**CONSIGNE DE LA TÂCHE**: Pourriez-vous rédiger la suite du reportage sur l'ouverture du festival Visa pour l'image à Perpignan, en reprenant juste après sa dernière phrase ?

REPORTAGE - Le festival de photojournalisme s’est ouvert samedi dans la ville catalane, malgré la crise sanitaire. Et malgré le fossé qui le sépare de son nouveau maire, Louis Aliot, figure du Rassemblement national.
Envoyée spéciale à Perpignan
Il y avait foule, samedi 29 août à 9 heures, sous la voûte aux arcs peints de la salle du couvent des Minimes de Perpignan pour l’inauguration officielle du 32e Festival international du photojournalisme. International d’esprit et de thèmes, comme le veut la tradition de Visa pour l’image, ardent militant du photoreportage, même si ce cru sous pandémie s’est réduit à 20 expositions, contre 25 d’habitude, et à seulement deux lieux où seule la circulation à sens unique était possible (ni hôtel Pams, ni Palais des congrès, ni projections au Campo Santo). Un festival 2020 pas vraiment international par son public. Ni par ses artistes, venus au compte-gouttes, comme l’Américain de Paris, Peter Turnley ou la Néerlandaise Sanne Derks, tant les frontières se sont refermées et ont rendu les voyages aléatoires. Depuis vendredi soir, Perpignan était en vigilance orages et inondations. Les discours de tradition ont donc été rapatriés à l’intérieur de ce couvent de la Contre-Réforme. Signe des temps? Les Minimes, dont l’ordre fut fondé en 1493 par saint François de Paule, étaient aussi appelés «frères de la victoire» depuis 1480.

**JEU DE DONNÉES**:
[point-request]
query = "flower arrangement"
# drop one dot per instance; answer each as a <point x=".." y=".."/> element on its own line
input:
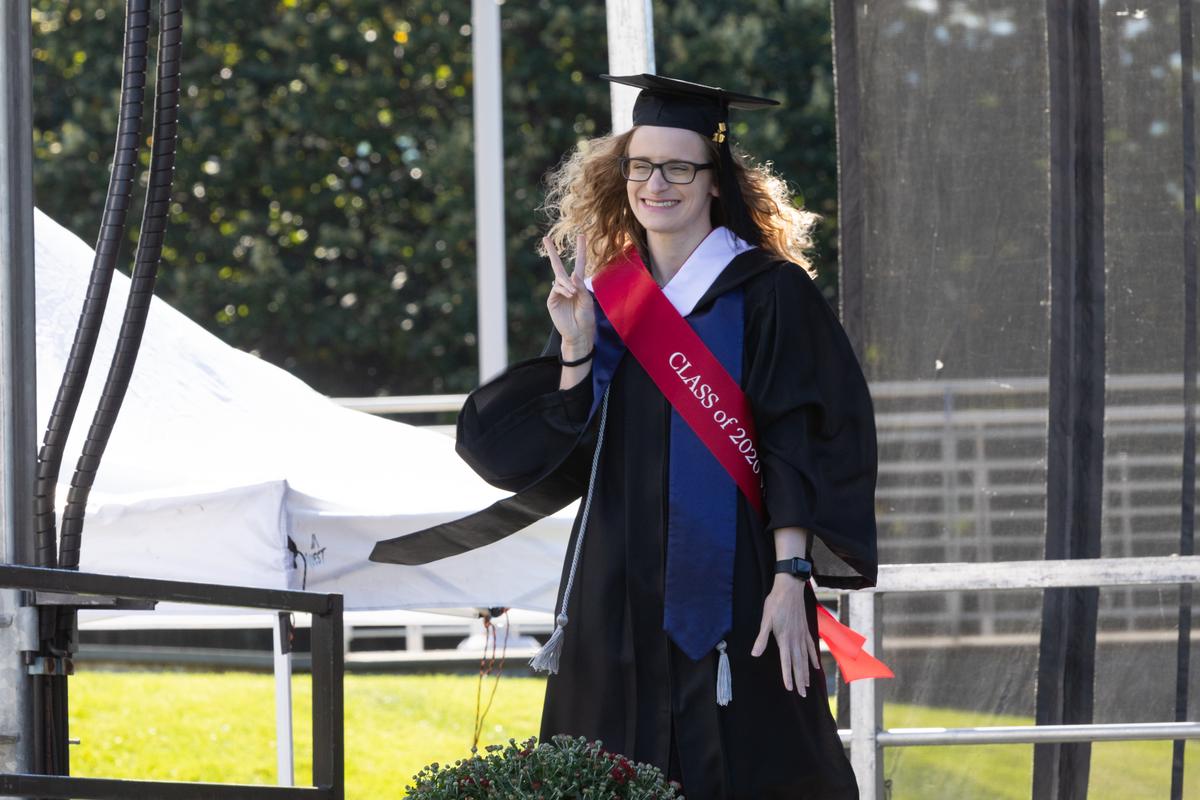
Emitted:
<point x="561" y="769"/>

**RÉSULTAT DE L'EXERCICE**:
L’heure était à la confrontation des idées et des hommes, des partis et des clans, des déclarations officielles et des références officieuses sur l’estrade de cet Espace Stanley Greene, du nom du photojournaliste de guerre afro-américain, cinq fois lauréat du World Press Photo, disparu en 2017 à 68 ans. Treize personnes pour représenter tous les échelons de l’État et de sa culture, alignées en chiens de faïence face à un public très local pour marquer cette «édition inédite» sous pandémie. Arrivé tout bronzé de Corse, le président de l’association Visa pour l’image, l’ancien ministre de la Culture Renaud Donnedieu de Vabres, ouvrit le feu par un discours volontairement optimiste, républicain et consensuel sur un «festival qui a résisté à la facilité, celle qui aurait été d’annuler purement et simplement».
«Foi dans l’espoir»
Le 6 mai, Visa a imposé son édition 2020, coûte que coûte: gratuit, il n’est pas soumis aux lois de la billetterie et de la rentabilité, comme les Rencontres d’Arles. Le représentant de la chambre de commerce et d’industrie salua «le courage, la souplesse, la foi dans l’espoir» de ce festival qui a su s’adapter aux temps si mouvants et au remontage express au fil de l’actu. Question d’économie autant que de culture. Visa pour l’image, c’est la valorisation d’une ville à la fin de l’été, un surcroît attendu de tourisme et de consommation. Cet été, ce n’est pas le désert, mais les hôtels et les restaurants qui ont de petits airs modestes avec autant de sièges vacants que hors saison.
Mais le cœur des débats, c’était le nouveau maire de Perpignan, Louis Aliot, membre du Rassemblement national (RN). Il est aussi vice-président de Perpignan Méditerranée Métropole depuis le 11 juillet. En costume classique au royaume des photoreporters assez rock et des gilets multipoches, il prit la parole en cinquième position, comme on attaque un match.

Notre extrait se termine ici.